EXTRACTED ENTRIES:
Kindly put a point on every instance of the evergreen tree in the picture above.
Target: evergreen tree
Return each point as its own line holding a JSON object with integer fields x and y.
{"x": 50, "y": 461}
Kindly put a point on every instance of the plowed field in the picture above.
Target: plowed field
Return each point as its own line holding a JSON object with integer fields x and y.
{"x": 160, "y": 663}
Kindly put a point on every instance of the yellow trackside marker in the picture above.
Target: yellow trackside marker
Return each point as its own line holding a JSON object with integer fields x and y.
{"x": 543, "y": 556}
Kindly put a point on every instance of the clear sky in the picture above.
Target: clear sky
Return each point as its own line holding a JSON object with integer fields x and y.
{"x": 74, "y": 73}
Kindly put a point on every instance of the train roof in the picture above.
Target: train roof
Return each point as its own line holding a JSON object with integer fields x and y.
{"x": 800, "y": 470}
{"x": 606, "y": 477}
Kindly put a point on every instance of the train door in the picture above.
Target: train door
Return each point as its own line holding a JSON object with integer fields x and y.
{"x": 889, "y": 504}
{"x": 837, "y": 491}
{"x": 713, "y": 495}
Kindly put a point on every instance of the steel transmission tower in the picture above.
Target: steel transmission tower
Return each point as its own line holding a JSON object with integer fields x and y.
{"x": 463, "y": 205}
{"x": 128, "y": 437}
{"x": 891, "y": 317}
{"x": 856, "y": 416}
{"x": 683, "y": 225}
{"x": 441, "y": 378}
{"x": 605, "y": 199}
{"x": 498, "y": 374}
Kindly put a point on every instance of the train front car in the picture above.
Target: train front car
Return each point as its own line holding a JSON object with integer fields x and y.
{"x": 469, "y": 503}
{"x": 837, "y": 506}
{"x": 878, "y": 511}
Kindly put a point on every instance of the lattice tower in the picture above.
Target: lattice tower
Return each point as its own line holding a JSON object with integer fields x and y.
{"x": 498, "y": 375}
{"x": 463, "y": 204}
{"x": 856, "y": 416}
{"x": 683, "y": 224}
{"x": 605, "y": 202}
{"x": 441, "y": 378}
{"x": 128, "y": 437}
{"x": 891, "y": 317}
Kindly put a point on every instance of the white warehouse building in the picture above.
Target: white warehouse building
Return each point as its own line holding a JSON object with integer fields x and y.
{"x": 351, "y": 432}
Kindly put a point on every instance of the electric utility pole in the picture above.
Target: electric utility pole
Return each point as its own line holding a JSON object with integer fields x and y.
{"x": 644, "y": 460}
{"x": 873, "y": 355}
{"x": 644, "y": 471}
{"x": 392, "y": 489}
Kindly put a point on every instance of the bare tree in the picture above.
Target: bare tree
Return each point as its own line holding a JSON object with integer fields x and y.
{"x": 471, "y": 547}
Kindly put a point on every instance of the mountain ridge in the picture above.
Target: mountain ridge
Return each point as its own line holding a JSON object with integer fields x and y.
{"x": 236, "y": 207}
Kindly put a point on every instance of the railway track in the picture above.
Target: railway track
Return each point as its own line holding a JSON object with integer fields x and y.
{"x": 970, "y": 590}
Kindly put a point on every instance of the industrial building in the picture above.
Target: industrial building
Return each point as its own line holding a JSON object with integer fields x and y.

AIM OF THE EXERCISE: Rewrite the records, changing "Kindly put a point on" to "Please place a point on" everywhere it occurs and leaving everything else untouched.

WORKED ANSWER:
Please place a point on every instance of the evergreen tree in the picture above.
Target: evergreen tree
Return each point as its own line holding a JSON object with integer fields x and y.
{"x": 50, "y": 461}
Please place a point on every instance of the plowed field in the picture above.
Target: plowed field
Return each point as its own line holding a JSON object with integer fields x and y.
{"x": 160, "y": 663}
Please place a point on every instance of the yellow trackside marker in the picture above.
Target: yellow trackside marker
Return each point as its own line holding a JSON object with integer fields x and y.
{"x": 543, "y": 556}
Please place a point on every instance of the clear sky in the picture above.
Target: clear sky
Return each point as its own line holding a JSON object with integer fields x and y.
{"x": 74, "y": 73}
Please place a point on every instance of the train roof in the picture above.
Target: train roof
Return each point as its own line holding a JSON object with integer fields x and y.
{"x": 800, "y": 470}
{"x": 606, "y": 477}
Please place a point on every instance of the train door in the picture above.
Target: train door
Return each point as its own line holding a JSON object with integer fields x and y.
{"x": 889, "y": 504}
{"x": 837, "y": 491}
{"x": 713, "y": 495}
Please place a point on every instance of the steel transmission tower in the picture above.
Target: steel transmission tower
Return each point as its own line holding a JSON object with integer fields x and y.
{"x": 463, "y": 205}
{"x": 128, "y": 437}
{"x": 891, "y": 317}
{"x": 856, "y": 416}
{"x": 683, "y": 225}
{"x": 441, "y": 378}
{"x": 605, "y": 199}
{"x": 498, "y": 374}
Please place a point on every instance of the train front car in the picture above.
Target: train front car
Return each point as its own line holding a JSON object with integer fields x and y.
{"x": 469, "y": 503}
{"x": 837, "y": 506}
{"x": 878, "y": 511}
Please place a point on every instance of the lattice tower in the picture above.
Target: lattice tower
Return each point as its own line holding a JSON object with integer fields x and y.
{"x": 498, "y": 375}
{"x": 463, "y": 204}
{"x": 856, "y": 416}
{"x": 683, "y": 224}
{"x": 605, "y": 202}
{"x": 441, "y": 378}
{"x": 128, "y": 437}
{"x": 891, "y": 317}
Please place a point on every instance of the white warehouse building in the picture above.
Target: white warehouse building
Return each point as its own line holding a JSON object with integer fields x and y.
{"x": 351, "y": 432}
Please place a point on every instance of the electric utility pole in the picture above.
Target: electric utility pole
Return each point as its own line holding a JSON object with integer fields x and y.
{"x": 644, "y": 460}
{"x": 873, "y": 355}
{"x": 644, "y": 471}
{"x": 392, "y": 489}
Please place a point on every instance of the bare tree in the picture above.
Target: bare tree
Return each point as its own line holding a JSON object with integer fields x and y.
{"x": 471, "y": 547}
Please place a point on every instance of the mountain ridge in the picture above.
Target: mountain ridge
Return each point as its own line holding a JSON object with integer fields x and y.
{"x": 236, "y": 207}
Please place a point on every instance of the railway track in the picture above.
Target: railway track
Return each point as its own line holding a JSON object with integer fields x and y.
{"x": 970, "y": 590}
Please place a point on every instance of the industrial building in the picture above.
Target: industrial building
Return each point as its own line holding a JSON object with integer fields x and y.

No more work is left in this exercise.